▶ **Point localization data**
------------------------------------------------
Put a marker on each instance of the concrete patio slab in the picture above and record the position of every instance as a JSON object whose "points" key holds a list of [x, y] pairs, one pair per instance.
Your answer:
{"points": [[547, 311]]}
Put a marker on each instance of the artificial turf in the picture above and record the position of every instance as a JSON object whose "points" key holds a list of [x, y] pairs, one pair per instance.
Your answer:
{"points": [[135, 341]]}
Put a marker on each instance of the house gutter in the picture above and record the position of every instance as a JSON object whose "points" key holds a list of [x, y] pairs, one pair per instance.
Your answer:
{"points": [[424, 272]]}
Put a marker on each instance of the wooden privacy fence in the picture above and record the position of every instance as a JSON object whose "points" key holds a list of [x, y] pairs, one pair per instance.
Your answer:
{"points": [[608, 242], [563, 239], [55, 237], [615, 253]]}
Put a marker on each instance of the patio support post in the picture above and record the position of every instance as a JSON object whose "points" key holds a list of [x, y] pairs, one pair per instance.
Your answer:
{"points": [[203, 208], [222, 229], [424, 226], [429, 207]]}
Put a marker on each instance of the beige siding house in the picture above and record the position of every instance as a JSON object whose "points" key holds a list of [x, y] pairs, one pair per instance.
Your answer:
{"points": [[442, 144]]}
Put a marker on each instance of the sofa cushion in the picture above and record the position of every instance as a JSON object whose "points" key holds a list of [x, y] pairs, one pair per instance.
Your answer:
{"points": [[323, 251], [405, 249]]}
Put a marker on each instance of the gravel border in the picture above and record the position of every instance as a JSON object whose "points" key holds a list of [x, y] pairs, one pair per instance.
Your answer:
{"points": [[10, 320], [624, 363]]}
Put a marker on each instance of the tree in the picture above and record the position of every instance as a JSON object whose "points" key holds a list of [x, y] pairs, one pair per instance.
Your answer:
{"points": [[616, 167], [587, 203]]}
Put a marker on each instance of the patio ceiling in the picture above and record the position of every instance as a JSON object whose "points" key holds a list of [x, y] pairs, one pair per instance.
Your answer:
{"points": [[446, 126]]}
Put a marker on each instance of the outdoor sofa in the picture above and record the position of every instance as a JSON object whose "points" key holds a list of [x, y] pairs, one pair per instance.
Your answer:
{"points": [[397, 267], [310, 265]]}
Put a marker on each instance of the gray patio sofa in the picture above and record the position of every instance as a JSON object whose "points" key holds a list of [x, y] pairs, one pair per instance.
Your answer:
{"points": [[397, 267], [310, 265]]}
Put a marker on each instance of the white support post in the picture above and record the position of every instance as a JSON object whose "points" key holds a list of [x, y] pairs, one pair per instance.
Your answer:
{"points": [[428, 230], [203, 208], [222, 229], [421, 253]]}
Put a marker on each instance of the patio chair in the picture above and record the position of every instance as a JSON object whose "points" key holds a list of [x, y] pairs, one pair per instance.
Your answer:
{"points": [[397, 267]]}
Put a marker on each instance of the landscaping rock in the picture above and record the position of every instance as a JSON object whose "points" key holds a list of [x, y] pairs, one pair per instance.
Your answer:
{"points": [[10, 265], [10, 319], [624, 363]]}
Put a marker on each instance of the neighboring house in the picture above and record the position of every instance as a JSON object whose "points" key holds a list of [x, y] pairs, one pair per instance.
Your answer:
------------------------------------------------
▶ **YOUR INSTRUCTIONS**
Repeat the whole of the data verbatim, as it reads above.

▶ **TASK OUTPUT**
Put a marker on each instance of the concrete patio slab in the picture above and record the position of every instance as a JSON object whose "points" key holds a list of [x, y] pairs, one pair per instance.
Your answer:
{"points": [[547, 311]]}
Put a marker on each instance of the artificial turf in the picture above and record the position of every instance as a JSON object whose "points" key holds a list of [x, y] pairs, one pair per instance.
Your answer:
{"points": [[135, 341]]}
Put a marker on each instance of the house gutter in the picture above and record the position of every instance as a JSON object whose "points" key holds a list of [x, y] pairs, one pair per instance.
Your answer:
{"points": [[424, 272]]}
Put a marker on each instance of the wooden privacy fence in the picture above and record the position of every instance as a JSON object whose "points" key holds a list of [x, y] pairs, one pair per instance.
Your answer:
{"points": [[608, 242], [563, 239], [55, 237], [615, 253]]}
Put a marker on each instance of the patio support post in the picture above and record the position of every instance as a JSON object whose "points" key holds a list of [x, y] pairs, one pair per instance.
Your answer:
{"points": [[203, 208], [222, 229], [424, 226], [429, 207]]}
Put a marker on each instance of the beige siding house in the picture above and record the position of every instance as a JSON object whose "points" key holds a list of [x, y] pairs, one pair per instance.
Your answer:
{"points": [[442, 144]]}
Put a marker on each instance of the sofa cushion in the picture above and record the position of every instance as a JSON object whose "points" key holds a list of [x, y] pairs, one pair per instance.
Your answer:
{"points": [[323, 251], [405, 249]]}
Put a marker on each instance of the gravel border in the picture above and record the position of every instance as a JSON object whose "points" key holds a list of [x, y] pairs, one pair per instance.
Your answer:
{"points": [[10, 320], [624, 363]]}
Put a marker on each instance of the tree in the picture above and record the position of every instance as a JSON object whose "points" key holds a list of [x, y] pairs, one pair per instance.
Your answer:
{"points": [[616, 167], [587, 203]]}
Put a marker on each instance of the patio ceiling in the picture above and record the position of every instance as a JSON object whose "points" key holds a list of [x, y] pairs, one pair per instance.
Your answer:
{"points": [[446, 126]]}
Put a marker on each instance of the outdoor sofa in the picture above and record the position of every instance as a JSON object whose "points" key holds a list of [x, y] pairs, one pair per instance.
Your answer:
{"points": [[397, 267], [310, 265]]}
Put a marker on each instance of the gray patio sofa in the picture above and record the position of every instance as a JSON object whose "points" key holds a list of [x, y] pairs, one pair per instance.
Your answer:
{"points": [[397, 267], [310, 265]]}
Put a marker on each instance of the white support post in the picture above and record the position of every instance as a JSON object whose "points" key holds a list of [x, y] pairs, one pair per instance.
Your answer:
{"points": [[428, 230], [203, 208], [222, 229], [421, 253]]}
Put a marker on each instance of the patio chair in the picture above and record the position of every instance as a JSON object whose "points" key holds a list of [x, y] pairs, one pair per instance.
Your answer:
{"points": [[397, 267]]}
Put a marker on each instance of the landscaping rock in the picture above and record the position of every instance as a JSON object whose "points" key holds a list of [x, y] pairs, one pair per instance.
Your answer:
{"points": [[10, 265], [10, 319], [624, 363]]}
Put a marker on each instance of the neighboring house in the picture above and record the position of every instance as a JSON object whose "points" key holds a list of [x, y] pairs, one pair per instance.
Your answer:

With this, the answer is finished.